(Records from a data source)
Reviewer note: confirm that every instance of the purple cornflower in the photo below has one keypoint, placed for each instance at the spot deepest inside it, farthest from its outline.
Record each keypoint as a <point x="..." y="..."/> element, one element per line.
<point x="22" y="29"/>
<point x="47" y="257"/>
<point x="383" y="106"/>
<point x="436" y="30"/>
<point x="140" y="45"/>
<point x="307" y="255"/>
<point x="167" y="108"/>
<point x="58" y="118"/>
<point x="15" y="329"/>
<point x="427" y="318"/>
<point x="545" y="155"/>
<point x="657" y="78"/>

## Exercise details
Rewrite the entire listing above, replacing "purple cornflower" with "purple coneflower" wherever it occurs and leaving everything else unchanged.

## Result of the exercise
Reviewer note: confirm that every instance of the purple coneflower in the photo below has one keypoint, placed for each instance at the spot deepest inside it, farthest from its outline.
Record each keypoint as a <point x="..." y="..."/> element, one element per line.
<point x="22" y="29"/>
<point x="47" y="257"/>
<point x="383" y="106"/>
<point x="436" y="30"/>
<point x="140" y="45"/>
<point x="307" y="255"/>
<point x="167" y="108"/>
<point x="58" y="118"/>
<point x="15" y="329"/>
<point x="427" y="318"/>
<point x="545" y="155"/>
<point x="657" y="78"/>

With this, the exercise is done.